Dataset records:
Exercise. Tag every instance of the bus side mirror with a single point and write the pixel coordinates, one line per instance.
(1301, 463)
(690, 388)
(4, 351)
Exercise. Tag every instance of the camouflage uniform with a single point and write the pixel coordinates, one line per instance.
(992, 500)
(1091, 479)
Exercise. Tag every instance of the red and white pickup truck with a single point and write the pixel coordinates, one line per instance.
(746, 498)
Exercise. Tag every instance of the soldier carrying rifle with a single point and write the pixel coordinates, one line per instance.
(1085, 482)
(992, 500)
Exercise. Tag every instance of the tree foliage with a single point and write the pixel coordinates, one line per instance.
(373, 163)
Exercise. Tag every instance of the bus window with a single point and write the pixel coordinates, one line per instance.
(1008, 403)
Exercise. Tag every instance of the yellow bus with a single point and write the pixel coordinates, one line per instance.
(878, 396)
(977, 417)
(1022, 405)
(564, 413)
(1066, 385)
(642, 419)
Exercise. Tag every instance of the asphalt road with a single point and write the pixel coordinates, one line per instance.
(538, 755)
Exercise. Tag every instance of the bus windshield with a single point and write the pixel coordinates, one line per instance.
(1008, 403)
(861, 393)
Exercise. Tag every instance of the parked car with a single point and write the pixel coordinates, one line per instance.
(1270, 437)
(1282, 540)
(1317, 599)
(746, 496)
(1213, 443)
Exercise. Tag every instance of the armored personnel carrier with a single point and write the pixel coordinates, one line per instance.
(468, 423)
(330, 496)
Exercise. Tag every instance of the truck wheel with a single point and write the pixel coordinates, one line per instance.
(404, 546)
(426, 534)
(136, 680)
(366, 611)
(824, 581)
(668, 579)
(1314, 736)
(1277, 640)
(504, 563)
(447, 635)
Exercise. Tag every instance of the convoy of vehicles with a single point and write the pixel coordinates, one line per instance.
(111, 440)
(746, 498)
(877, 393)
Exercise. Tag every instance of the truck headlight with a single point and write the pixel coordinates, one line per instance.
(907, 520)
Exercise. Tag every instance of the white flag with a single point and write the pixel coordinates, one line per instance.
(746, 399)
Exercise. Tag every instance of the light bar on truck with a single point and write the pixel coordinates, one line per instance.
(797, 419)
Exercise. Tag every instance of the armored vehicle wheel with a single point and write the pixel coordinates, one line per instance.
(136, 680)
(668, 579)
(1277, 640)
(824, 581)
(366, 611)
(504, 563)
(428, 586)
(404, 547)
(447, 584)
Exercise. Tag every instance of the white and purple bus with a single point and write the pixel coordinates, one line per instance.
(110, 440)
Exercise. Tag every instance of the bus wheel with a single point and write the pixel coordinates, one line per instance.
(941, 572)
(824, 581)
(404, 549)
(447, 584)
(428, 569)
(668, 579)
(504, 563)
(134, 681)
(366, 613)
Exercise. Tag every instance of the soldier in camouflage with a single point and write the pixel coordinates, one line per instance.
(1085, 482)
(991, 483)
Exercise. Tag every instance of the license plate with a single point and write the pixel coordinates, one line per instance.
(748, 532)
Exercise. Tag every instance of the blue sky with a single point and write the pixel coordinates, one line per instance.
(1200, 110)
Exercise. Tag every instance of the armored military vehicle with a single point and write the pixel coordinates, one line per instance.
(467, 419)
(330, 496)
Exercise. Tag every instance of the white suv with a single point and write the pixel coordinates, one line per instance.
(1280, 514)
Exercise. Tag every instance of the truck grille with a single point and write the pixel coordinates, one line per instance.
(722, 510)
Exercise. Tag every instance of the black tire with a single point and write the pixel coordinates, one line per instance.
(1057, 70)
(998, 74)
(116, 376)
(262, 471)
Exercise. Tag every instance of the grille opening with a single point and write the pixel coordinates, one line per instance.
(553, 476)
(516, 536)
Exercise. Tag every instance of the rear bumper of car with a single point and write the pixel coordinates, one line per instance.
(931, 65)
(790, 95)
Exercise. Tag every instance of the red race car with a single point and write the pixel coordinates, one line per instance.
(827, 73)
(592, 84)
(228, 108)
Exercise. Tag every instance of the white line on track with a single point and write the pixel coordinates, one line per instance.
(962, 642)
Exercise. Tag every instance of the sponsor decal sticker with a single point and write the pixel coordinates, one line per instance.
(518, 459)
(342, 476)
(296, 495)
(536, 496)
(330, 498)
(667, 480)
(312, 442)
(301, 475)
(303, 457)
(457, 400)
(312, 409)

What needs to be done: Reproduce verbatim the stretch from the line containing "Exercise. Tag every instance of the bus windshield" through the line containing "(1213, 443)".

Response to this task:
Exercise. Tag every instance of the bus windshield with a single point and write the pixel coordinates, one line per instance.
(1008, 403)
(861, 393)
Exercise. Tag every instance of the parked car with a single point and write the pixel coordinates, one line per instance.
(1270, 437)
(1282, 540)
(1317, 599)
(746, 496)
(1213, 443)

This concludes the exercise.